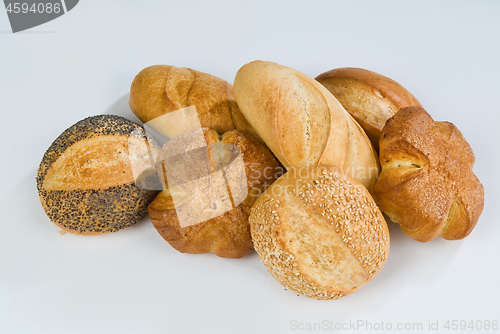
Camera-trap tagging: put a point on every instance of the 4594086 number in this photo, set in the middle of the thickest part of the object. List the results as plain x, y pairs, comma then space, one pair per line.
20, 7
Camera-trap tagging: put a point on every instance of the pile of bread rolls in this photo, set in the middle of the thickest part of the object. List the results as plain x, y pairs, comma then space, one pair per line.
323, 159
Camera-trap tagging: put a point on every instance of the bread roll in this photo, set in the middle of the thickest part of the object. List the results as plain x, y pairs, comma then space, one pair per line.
302, 122
319, 232
160, 89
427, 185
369, 97
89, 180
227, 234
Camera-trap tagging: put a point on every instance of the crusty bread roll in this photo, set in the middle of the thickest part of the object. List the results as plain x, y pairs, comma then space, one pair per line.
228, 234
302, 122
161, 89
89, 180
427, 185
369, 97
319, 232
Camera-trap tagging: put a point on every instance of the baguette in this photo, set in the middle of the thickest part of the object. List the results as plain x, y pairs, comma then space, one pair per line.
302, 122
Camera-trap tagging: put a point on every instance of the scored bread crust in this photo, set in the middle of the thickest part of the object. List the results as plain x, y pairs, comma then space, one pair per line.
302, 122
161, 89
319, 232
68, 185
371, 98
427, 185
227, 235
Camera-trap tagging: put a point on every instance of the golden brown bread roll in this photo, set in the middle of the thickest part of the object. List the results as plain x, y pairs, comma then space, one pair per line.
227, 235
427, 185
319, 232
161, 89
302, 122
369, 97
86, 179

What is expected:
Write out again, exactly, the lines from the one holding "Camera-trap tagging: put a point on every instance of the pile" through the end of the listing, with both ends included.

Answer to this problem:
Camera-trap tagging: put a point on every instance of the pile of bread rolls in this photo, set in the middle of the thickest part of the object. List the results as plain x, y pairs, comma then space, one pair per line.
323, 159
Camera-trap tagging: put a point on every instance of the bread roll in this photo, set in the middle of the thickest part of the object. List the results as plain x, y pairs, comma then space, one pair per line.
302, 122
319, 232
160, 89
427, 185
369, 97
89, 180
227, 234
Camera-trap tagging: put a point on every instance of the crusty bread roll in this photo, set in the middle of the thickest part of the object. List the results as plain x, y pairs, comma then space, one pair per line.
228, 234
302, 122
161, 89
89, 180
427, 185
369, 97
319, 232
Camera-trap tagging: put a point on every instance of the baguette in this photo, set in the middle of the thickest part of the object. List the results as plain x, y pairs, comma then space, one pair per line.
302, 122
Camera-trap tagging: put a point on every instance of the scored bread crust in this photo, set in the middle of the thickest part of the object. List the results as plain x, y pairs, comma then space, one pair per line.
302, 122
161, 89
319, 232
68, 185
371, 98
427, 185
227, 235
Camera-trap tagging: put a point on every instance of the golden brown bread roll in this photo, set in the middle of the thickest part of the object. List the results as plain x, y pairs, comma then space, one pair per line.
227, 235
427, 185
319, 232
161, 89
302, 122
369, 97
86, 179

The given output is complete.